[STATED TASK] The listing below should be copied in full, word for word.
--- DATA SECTION ---
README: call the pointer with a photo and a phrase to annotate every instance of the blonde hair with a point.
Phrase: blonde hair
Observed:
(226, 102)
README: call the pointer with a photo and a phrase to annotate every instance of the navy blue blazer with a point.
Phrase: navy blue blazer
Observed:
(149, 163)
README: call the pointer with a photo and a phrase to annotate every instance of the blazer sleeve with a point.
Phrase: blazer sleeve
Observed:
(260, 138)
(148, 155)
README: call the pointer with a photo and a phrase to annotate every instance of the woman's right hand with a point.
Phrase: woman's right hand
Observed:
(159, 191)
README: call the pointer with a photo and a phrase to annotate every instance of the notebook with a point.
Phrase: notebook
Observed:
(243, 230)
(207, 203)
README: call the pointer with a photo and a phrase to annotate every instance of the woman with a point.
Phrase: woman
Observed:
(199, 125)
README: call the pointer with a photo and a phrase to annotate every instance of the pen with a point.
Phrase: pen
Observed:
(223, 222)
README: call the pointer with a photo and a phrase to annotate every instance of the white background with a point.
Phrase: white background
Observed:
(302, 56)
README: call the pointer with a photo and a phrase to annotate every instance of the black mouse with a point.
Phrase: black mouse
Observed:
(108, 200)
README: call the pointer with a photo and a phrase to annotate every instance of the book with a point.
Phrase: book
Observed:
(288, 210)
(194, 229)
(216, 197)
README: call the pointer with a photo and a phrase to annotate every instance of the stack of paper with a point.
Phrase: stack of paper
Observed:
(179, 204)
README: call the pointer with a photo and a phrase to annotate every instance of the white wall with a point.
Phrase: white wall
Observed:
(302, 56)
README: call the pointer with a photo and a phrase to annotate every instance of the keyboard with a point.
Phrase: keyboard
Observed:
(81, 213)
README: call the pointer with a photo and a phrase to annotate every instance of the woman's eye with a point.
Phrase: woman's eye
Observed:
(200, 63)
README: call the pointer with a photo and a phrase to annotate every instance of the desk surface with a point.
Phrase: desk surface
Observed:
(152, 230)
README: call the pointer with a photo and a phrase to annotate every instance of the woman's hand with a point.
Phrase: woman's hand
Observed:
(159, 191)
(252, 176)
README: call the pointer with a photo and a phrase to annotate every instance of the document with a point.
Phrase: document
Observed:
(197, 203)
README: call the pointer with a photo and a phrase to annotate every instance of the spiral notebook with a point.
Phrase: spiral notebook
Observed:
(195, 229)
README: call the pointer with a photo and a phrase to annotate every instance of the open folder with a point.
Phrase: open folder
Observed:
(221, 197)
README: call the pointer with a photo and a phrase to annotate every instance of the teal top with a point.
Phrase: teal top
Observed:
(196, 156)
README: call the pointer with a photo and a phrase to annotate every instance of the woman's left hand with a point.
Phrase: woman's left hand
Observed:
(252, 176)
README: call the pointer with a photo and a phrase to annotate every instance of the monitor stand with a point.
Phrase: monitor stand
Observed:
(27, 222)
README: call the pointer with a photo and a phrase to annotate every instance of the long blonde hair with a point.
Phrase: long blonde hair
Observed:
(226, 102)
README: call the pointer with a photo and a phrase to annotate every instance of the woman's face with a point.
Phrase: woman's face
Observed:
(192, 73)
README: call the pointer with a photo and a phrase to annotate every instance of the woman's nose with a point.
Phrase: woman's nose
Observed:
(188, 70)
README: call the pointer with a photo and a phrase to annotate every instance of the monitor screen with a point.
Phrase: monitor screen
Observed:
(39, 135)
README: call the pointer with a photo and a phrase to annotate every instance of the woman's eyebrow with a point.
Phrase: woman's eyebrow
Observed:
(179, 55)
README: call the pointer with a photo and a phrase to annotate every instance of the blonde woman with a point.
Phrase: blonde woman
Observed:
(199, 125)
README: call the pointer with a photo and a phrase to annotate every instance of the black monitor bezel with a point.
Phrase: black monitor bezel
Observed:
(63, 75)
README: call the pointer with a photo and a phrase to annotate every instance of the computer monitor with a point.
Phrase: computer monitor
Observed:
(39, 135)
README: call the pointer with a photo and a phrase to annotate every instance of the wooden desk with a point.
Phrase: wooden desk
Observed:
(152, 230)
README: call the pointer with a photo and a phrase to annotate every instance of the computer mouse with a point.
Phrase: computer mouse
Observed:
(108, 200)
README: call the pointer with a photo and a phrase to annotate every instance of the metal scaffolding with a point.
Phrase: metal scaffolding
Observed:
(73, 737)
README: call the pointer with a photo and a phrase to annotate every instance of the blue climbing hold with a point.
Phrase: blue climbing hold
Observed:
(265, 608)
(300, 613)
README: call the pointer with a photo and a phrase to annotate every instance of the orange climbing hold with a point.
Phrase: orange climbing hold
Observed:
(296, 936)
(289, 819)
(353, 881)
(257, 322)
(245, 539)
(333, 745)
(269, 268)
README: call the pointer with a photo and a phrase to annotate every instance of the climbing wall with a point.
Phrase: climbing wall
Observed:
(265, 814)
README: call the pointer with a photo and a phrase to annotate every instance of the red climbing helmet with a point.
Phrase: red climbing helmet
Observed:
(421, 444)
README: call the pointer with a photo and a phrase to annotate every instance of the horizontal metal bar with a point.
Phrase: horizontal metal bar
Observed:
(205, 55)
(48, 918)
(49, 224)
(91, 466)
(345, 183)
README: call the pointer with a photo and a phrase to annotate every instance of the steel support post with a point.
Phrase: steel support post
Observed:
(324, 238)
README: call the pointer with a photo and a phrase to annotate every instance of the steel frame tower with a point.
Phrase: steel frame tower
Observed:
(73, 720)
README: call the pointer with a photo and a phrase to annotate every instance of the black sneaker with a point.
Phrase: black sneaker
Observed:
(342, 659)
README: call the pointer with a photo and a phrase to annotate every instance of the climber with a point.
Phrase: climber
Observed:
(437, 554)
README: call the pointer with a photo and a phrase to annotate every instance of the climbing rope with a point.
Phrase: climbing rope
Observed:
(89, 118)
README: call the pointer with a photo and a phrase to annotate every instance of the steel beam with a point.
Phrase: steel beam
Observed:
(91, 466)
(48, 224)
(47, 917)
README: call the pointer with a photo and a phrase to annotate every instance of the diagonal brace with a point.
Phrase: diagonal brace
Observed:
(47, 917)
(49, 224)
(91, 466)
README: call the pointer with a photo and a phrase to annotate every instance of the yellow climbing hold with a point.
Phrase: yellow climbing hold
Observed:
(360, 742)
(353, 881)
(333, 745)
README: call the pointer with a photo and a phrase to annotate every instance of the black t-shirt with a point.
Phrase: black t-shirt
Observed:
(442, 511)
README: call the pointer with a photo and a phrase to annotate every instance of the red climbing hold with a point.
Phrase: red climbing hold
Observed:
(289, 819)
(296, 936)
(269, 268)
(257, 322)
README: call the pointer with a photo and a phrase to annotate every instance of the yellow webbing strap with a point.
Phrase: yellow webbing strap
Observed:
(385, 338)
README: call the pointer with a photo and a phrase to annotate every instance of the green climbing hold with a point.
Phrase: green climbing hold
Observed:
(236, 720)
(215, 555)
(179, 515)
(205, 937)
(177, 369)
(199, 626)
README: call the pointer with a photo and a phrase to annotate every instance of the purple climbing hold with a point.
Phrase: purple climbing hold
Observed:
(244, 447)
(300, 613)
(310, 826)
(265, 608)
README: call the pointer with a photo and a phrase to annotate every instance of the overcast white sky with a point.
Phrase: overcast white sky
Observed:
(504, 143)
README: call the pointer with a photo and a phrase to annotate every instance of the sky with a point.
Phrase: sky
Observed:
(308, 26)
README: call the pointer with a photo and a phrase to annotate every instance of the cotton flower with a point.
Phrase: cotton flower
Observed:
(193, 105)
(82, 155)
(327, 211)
---
[THE RESPONSE]
README: call the pointer with a photo and a phrase to annotate every instance of the blonde hair with a point.
Phrase: blonde hair
Observed:
(226, 102)
README: call the pointer with a photo and a phrase to annotate every instance of the navy blue blazer with a point.
Phrase: navy blue blazer
Observed:
(149, 163)
README: call the pointer with a photo and a phrase to annotate every instance of the blazer sleeve with a point.
Phrase: blazer sleeve
Observed:
(260, 138)
(148, 155)
README: call the pointer with a photo and a phrase to annotate every instance of the woman's right hand with a point.
Phrase: woman's right hand
Observed:
(159, 191)
README: call the pointer with a photo and a phrase to annotate every instance of the notebook with a point.
Phrase: notebook
Observed:
(243, 230)
(207, 203)
README: call the pointer with a photo and a phrase to annotate every instance of the woman with a point.
Phrase: woman
Observed:
(199, 125)
README: call the pointer with a photo and a phrase to annotate every instance of the pen with a point.
Phrase: pen
Observed:
(223, 222)
README: call the pointer with a photo and a phrase to annotate every instance of the white background with a point.
Phrase: white background
Observed:
(302, 56)
README: call the pointer with a photo and a phrase to annotate every instance of the black mouse with a point.
Phrase: black mouse
Observed:
(108, 200)
README: call the pointer with a photo and a phrase to annotate every instance of the book with a point.
Phrase: book
Observed:
(288, 210)
(194, 229)
(216, 197)
README: call the pointer with a photo and a phrase to annotate every instance of the stack of paper with a point.
Phrase: stack of paper
Observed:
(179, 204)
README: call the pointer with a photo and a phrase to annotate every instance of the white wall with a point.
Phrase: white wall
Observed:
(302, 56)
README: call the pointer with a photo and a phrase to annotate every instance of the keyboard with a point.
Phrase: keyboard
Observed:
(81, 213)
README: call the pointer with a photo and a phrase to annotate every instance of the woman's eye with a point.
Phrase: woman's eye
Observed:
(200, 63)
README: call the pointer with a photo and a phrase to annotate every instance of the desk surface with a point.
Phrase: desk surface
Observed:
(152, 230)
README: call the pointer with a photo and a phrase to annotate every instance of the woman's hand with a point.
Phrase: woman's hand
Observed:
(159, 191)
(252, 176)
README: call the pointer with a photo and a phrase to annotate every instance of the document with a point.
Phrase: document
Observed:
(197, 203)
README: call the pointer with a photo and a phrase to annotate every instance of the spiral notebook with a point.
Phrase: spiral notebook
Observed:
(195, 229)
README: call the pointer with a photo and a phrase to annotate every instance of the open folder with a point.
Phrase: open folder
Observed:
(221, 197)
README: call the pointer with a photo and a phrase to annotate every instance of the teal top with a point.
Phrase: teal top
Observed:
(196, 156)
README: call the pointer with a photo and a phrase to annotate every instance of the woman's left hand with a point.
Phrase: woman's left hand
Observed:
(252, 176)
README: call the pointer with a photo and a phrase to annotate every instance of the monitor stand with a point.
Phrase: monitor stand
Observed:
(27, 222)
README: call the pointer with a photo and a phrase to annotate every instance of the long blonde hair with a point.
Phrase: long blonde hair
Observed:
(226, 102)
README: call the pointer with a photo and a phrase to annotate every instance of the woman's face with a point.
Phrase: woman's face
Observed:
(192, 73)
README: call the pointer with a photo and a phrase to annotate every instance of the woman's nose with a point.
Phrase: woman's nose
Observed:
(188, 70)
README: call the pointer with a photo and a phrase to annotate every instance of the monitor screen with a point.
Phrase: monitor screen
Observed:
(39, 135)
README: call the pointer with a photo and a phrase to annotate every instance of the woman's eyebrow with a point.
Phrase: woman's eyebrow
Observed:
(179, 55)
README: call the pointer with a photo and a phrase to annotate every instance of the blonde woman with a point.
Phrase: blonde woman
Observed:
(199, 125)
README: call the pointer with a photo and a phrase to annotate every instance of the black monitor bezel with a point.
Phrase: black monitor bezel
Observed:
(63, 75)
README: call the pointer with a photo and a phrase to annotate every instance of the computer monitor with a point.
Phrase: computer monitor
Observed:
(39, 135)
README: call the pointer with a photo and a phrase to annotate every instance of the wooden desk with a point.
Phrase: wooden desk
Observed:
(152, 230)
README: call the pointer with a photo and a phrase to annotate every instance of the computer mouse with a point.
Phrase: computer mouse
Observed:
(108, 200)
README: call the pointer with a photo and a phrase to annotate every instance of the metal scaffolding with a point.
Phrase: metal scaffolding
Observed:
(73, 737)
README: call the pointer with a photo and a phrase to annotate every instance of the blue climbing hold with a point.
Phrase: blue climbing hold
Observed:
(265, 608)
(300, 613)
README: call the pointer with a photo and a phrase to annotate every instance of the orange climbing hold with a point.
Phrase: orange climbing hold
Observed:
(296, 936)
(289, 819)
(353, 881)
(257, 322)
(245, 539)
(333, 745)
(269, 268)
README: call the pointer with a photo and a phrase to annotate every instance of the climbing wall with a point.
Phrase: climbing wall
Observed:
(265, 814)
README: call the pointer with a photo and a phrase to annotate every instance of the red climbing helmet with a point.
Phrase: red climbing helmet
Observed:
(421, 444)
README: call the pointer with a photo and a phrase to annotate every instance of the horizontal metal bar with a point.
Phrase: horizontal metal bar
Observed:
(205, 55)
(48, 918)
(49, 224)
(91, 466)
(345, 183)
README: call the pointer with a photo and a phrase to annotate every instance of the steel support post with a point.
Phrase: steel support post
Observed:
(324, 238)
README: call the pointer with a photo and a phrase to annotate every instance of the steel frame tower with a point.
Phrase: steel frame tower
Observed:
(73, 720)
README: call the pointer with a photo and a phrase to annotate every instance of the black sneaker with a point.
Phrase: black sneaker
Observed:
(342, 659)
README: call the pointer with a photo and a phrase to annotate every instance of the climber with a point.
Phrase: climber
Observed:
(437, 554)
README: call the pointer with a photo and a phrase to annotate every instance of the climbing rope with a point.
Phrase: climbing rope
Observed:
(89, 118)
README: call the pointer with a photo and a phrase to annotate every instance of the steel beam with a point.
Phrase: steel beam
Observed:
(91, 466)
(48, 224)
(47, 917)
README: call the pointer with a photo and a phrase to annotate every instance of the diagonal brace with a point.
Phrase: diagonal brace
Observed:
(47, 917)
(49, 224)
(91, 466)
README: call the pointer with a photo and a phrase to annotate every instance of the yellow climbing hold with a point.
Phrase: yellow climbing hold
Observed:
(360, 742)
(353, 881)
(333, 745)
README: call the pointer with a photo and a phrase to annotate every instance of the black t-shirt with a point.
Phrase: black t-shirt
Observed:
(442, 511)
README: call the pointer with a photo and a phrase to annotate every instance of the red climbing hold with a point.
Phrase: red climbing hold
Observed:
(289, 819)
(296, 936)
(269, 268)
(257, 322)
README: call the pointer with a photo and a phrase to annotate every instance of the yellow webbing strap with a point.
Phrase: yellow webbing strap
Observed:
(385, 338)
README: call the pointer with a photo and a phrase to annotate every instance of the green climbing hold with a point.
Phrase: green climbing hold
Observed:
(236, 720)
(215, 555)
(179, 515)
(205, 937)
(177, 369)
(199, 626)
README: call the pointer with a photo and a phrase to annotate every instance of the purple climbing hold with a point.
Phrase: purple climbing hold
Observed:
(244, 447)
(300, 613)
(310, 826)
(265, 608)
README: call the pointer with a photo and a phrase to annotate every instance of the overcast white sky with a point.
Phrase: overcast white sky
Observed:
(504, 143)
README: call the pointer with a photo and a phrase to annotate every instance of the sky with a point.
Phrase: sky
Observed:
(308, 26)
README: call the pointer with a photo and a phrase to annotate every instance of the cotton flower with a point.
Phrase: cotton flower
Observed:
(193, 105)
(82, 155)
(327, 211)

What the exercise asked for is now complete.